Your goal:
Below are several records. Retype exactly those lines running from the one with "of the tree" through the one with "Query: stone bridge", end lines included, and no others.

Exercise data:
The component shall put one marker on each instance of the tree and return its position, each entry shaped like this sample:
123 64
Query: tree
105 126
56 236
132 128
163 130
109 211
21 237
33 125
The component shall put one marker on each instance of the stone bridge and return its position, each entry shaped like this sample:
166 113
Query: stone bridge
...
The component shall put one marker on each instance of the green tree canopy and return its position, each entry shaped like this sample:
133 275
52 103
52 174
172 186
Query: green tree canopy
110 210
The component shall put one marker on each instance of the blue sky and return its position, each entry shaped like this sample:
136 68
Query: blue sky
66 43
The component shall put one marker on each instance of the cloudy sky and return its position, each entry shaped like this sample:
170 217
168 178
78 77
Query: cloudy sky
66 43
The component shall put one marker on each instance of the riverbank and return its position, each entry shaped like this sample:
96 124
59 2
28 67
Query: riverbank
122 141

Exercise solution:
The component shall put one marker on each instance of the tree and return its position, each entry shaped like this sample:
123 64
Query: tree
105 126
56 236
132 128
163 130
109 211
21 237
33 125
The component shall put one marker on each instance of the stone bridge and return its position, each entry shaped like this sample:
166 113
Query: stone bridge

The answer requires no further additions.